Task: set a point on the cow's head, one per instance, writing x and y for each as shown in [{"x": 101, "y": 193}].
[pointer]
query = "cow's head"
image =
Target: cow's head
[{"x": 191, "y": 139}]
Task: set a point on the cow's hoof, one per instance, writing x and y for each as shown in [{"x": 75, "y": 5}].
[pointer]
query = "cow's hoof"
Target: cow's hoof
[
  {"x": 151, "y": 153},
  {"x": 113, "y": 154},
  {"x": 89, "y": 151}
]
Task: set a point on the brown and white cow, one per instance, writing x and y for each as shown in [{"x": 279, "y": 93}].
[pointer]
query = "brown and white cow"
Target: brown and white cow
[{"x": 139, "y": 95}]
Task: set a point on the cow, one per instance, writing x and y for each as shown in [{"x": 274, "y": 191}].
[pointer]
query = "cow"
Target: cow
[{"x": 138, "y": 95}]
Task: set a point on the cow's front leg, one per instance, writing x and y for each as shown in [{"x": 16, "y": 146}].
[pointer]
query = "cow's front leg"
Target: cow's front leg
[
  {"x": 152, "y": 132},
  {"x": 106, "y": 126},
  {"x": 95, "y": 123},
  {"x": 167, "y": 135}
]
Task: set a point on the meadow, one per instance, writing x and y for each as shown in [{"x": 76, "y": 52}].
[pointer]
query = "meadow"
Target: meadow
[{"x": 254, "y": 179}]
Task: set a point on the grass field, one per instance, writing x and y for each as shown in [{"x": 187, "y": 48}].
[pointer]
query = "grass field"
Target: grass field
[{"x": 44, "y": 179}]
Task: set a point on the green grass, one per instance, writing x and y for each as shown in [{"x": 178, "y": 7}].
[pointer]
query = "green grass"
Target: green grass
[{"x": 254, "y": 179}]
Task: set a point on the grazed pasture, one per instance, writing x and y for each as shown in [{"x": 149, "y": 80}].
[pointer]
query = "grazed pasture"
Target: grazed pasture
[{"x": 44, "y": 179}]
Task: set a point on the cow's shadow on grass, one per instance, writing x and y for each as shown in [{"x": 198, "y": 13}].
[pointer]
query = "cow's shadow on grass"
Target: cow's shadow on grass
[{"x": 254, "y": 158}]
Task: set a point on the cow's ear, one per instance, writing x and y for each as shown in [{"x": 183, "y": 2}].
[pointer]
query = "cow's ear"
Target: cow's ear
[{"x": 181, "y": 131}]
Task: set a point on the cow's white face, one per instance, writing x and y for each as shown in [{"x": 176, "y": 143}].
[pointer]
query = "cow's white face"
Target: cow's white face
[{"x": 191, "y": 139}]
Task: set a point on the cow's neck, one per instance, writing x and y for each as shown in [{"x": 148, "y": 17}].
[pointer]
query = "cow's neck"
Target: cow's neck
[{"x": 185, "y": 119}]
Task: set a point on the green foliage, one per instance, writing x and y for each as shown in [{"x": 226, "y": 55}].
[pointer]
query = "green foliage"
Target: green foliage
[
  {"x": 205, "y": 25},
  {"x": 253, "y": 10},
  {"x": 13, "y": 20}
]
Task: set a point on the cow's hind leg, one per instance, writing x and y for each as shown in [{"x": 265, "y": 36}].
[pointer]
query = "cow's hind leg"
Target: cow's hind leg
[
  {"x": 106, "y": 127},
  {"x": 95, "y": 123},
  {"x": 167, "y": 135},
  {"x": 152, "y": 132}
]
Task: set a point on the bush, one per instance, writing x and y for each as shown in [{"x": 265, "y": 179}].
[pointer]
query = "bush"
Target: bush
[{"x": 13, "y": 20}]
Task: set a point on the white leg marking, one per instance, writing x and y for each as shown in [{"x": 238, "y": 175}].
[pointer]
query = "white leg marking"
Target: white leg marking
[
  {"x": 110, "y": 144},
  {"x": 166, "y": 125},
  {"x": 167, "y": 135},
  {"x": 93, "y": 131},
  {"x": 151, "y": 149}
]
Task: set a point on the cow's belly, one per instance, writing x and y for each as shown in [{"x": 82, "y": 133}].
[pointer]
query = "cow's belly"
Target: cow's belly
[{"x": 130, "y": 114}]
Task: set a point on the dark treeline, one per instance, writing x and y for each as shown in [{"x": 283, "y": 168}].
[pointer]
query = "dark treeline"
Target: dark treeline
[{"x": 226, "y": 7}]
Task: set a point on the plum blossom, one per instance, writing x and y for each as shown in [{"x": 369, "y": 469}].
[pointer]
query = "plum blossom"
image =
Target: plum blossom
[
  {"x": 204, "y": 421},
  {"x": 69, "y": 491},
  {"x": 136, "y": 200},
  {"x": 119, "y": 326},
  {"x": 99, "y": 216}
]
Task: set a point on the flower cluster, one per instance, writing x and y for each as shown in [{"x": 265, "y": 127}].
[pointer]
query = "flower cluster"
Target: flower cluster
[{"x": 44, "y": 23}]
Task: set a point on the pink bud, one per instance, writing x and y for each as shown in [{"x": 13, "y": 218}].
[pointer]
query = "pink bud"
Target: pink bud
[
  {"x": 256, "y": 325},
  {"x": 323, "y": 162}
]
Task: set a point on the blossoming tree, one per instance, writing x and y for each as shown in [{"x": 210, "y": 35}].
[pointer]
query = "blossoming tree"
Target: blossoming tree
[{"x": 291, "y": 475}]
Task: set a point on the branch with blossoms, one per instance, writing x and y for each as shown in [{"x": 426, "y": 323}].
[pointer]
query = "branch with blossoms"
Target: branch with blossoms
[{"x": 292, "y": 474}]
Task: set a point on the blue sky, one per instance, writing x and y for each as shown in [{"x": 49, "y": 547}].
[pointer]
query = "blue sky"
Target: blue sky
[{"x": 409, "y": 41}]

= = = = = = =

## Exercise brief:
Every line above should be retyped exactly as given.

## Answer to this exercise:
Task: set a point on the cow's head, one per instance, writing x and y for each as shown in [{"x": 101, "y": 193}].
[pointer]
query = "cow's head"
image =
Target: cow's head
[{"x": 191, "y": 139}]
Task: set a point on the cow's hoof, one per instance, writing x and y for each as shown in [{"x": 75, "y": 5}].
[pointer]
query = "cow's hoof"
Target: cow's hoof
[
  {"x": 151, "y": 153},
  {"x": 113, "y": 154},
  {"x": 89, "y": 151}
]
Task: set a point on the brown and white cow, one per instance, writing x and y for each as shown in [{"x": 279, "y": 93}].
[pointer]
query = "brown and white cow"
Target: brown and white cow
[{"x": 139, "y": 95}]
Task: set a point on the cow, one per instance, writing x and y for each as shown in [{"x": 274, "y": 191}].
[pointer]
query = "cow"
Target: cow
[{"x": 138, "y": 95}]
Task: set a point on the cow's front leg, one per instance, writing x and y for each as shown in [{"x": 16, "y": 146}].
[pointer]
query = "cow's front leg"
Target: cow's front leg
[
  {"x": 152, "y": 132},
  {"x": 106, "y": 126},
  {"x": 95, "y": 123},
  {"x": 167, "y": 135}
]
Task: set a point on the meadow, one per instance, writing x and y for each as shown in [{"x": 76, "y": 52}].
[pointer]
query = "meadow"
Target: meadow
[{"x": 254, "y": 179}]
Task: set a point on the grass field, one per instance, writing x and y for each as shown in [{"x": 187, "y": 48}].
[pointer]
query = "grass field"
Target: grass field
[{"x": 44, "y": 179}]
Task: set a point on the green grass, one per instance, writing x and y for each as shown in [{"x": 178, "y": 7}].
[pointer]
query = "green grass"
Target: green grass
[{"x": 254, "y": 179}]
Task: set a point on the grazed pasture, one per instance, writing x and y for each as shown in [{"x": 149, "y": 80}].
[pointer]
query = "grazed pasture"
Target: grazed pasture
[{"x": 44, "y": 179}]
Task: set a point on the cow's shadow on grass, one per instance, writing x and y for each as shown in [{"x": 198, "y": 13}].
[pointer]
query = "cow's shadow on grass"
Target: cow's shadow on grass
[{"x": 254, "y": 158}]
Task: set a point on the cow's ear, one per instance, writing x and y for each as shown in [{"x": 183, "y": 2}].
[pointer]
query = "cow's ear"
Target: cow's ear
[{"x": 181, "y": 131}]
Task: set a point on the cow's white face, one per instance, writing x and y for each as shown in [{"x": 176, "y": 143}].
[pointer]
query = "cow's white face"
Target: cow's white face
[{"x": 191, "y": 139}]
Task: set a point on the cow's neck, one per instance, writing x and y for each as shown in [{"x": 148, "y": 17}].
[pointer]
query = "cow's neck"
Target: cow's neck
[{"x": 185, "y": 119}]
Task: set a point on the green foliage, one per instance, writing x and y for each as shown in [{"x": 226, "y": 55}].
[pointer]
query = "green foliage"
Target: green foliage
[
  {"x": 205, "y": 25},
  {"x": 253, "y": 10},
  {"x": 13, "y": 20}
]
Task: set a point on the cow's hind leg, one per instance, writing x and y for each as shown in [{"x": 265, "y": 36}].
[pointer]
query = "cow's hind leg"
Target: cow's hind leg
[
  {"x": 106, "y": 127},
  {"x": 95, "y": 123},
  {"x": 167, "y": 135},
  {"x": 152, "y": 132}
]
Task: set a point on the bush, one per instance, writing x and y for each as shown in [{"x": 265, "y": 179}].
[pointer]
query = "bush"
Target: bush
[{"x": 13, "y": 20}]
Task: set a point on the white leg marking, one per instance, writing x and y for each as shown in [{"x": 238, "y": 175}].
[pointer]
query = "white leg marking"
Target: white leg marking
[
  {"x": 110, "y": 144},
  {"x": 166, "y": 125},
  {"x": 167, "y": 135},
  {"x": 93, "y": 131},
  {"x": 151, "y": 149}
]
Task: set a point on the cow's belly, one per instance, writing x and y for each as shown in [{"x": 82, "y": 133}].
[pointer]
query = "cow's belly"
Target: cow's belly
[{"x": 130, "y": 114}]
Task: set a point on the dark treeline, one per instance, writing x and y for each as shown in [{"x": 283, "y": 168}].
[pointer]
query = "dark treeline"
Target: dark treeline
[{"x": 226, "y": 7}]
Task: set a point on the plum blossom, one per instance, writing x and y for each as shown in [{"x": 369, "y": 469}].
[pointer]
query = "plum blossom"
image =
Target: plum blossom
[
  {"x": 204, "y": 421},
  {"x": 69, "y": 491},
  {"x": 136, "y": 200},
  {"x": 119, "y": 326},
  {"x": 99, "y": 216}
]
Task: set a point on the flower cluster, one per instance, writing x and y for each as shown in [{"x": 265, "y": 127}].
[pointer]
query = "flower cluster"
Target: flower cluster
[{"x": 44, "y": 23}]
Task: set a point on the pink bud, one per instance, writing x and y for each as shown in [{"x": 13, "y": 218}].
[pointer]
query = "pink bud"
Target: pink bud
[
  {"x": 256, "y": 325},
  {"x": 323, "y": 162}
]
Task: set a point on the blossoming tree, one per instance, writing x and y for each as shown in [{"x": 210, "y": 35}].
[pointer]
query = "blossoming tree"
Target: blossoming tree
[{"x": 291, "y": 475}]
Task: set a point on the branch with blossoms, one per instance, writing x and y for each as shown in [{"x": 426, "y": 323}].
[pointer]
query = "branch with blossoms"
Target: branch with blossoms
[{"x": 292, "y": 474}]
Task: set a point on the blue sky, one per instance, writing x and y for each as shown in [{"x": 49, "y": 547}].
[pointer]
query = "blue sky"
Target: blue sky
[{"x": 409, "y": 41}]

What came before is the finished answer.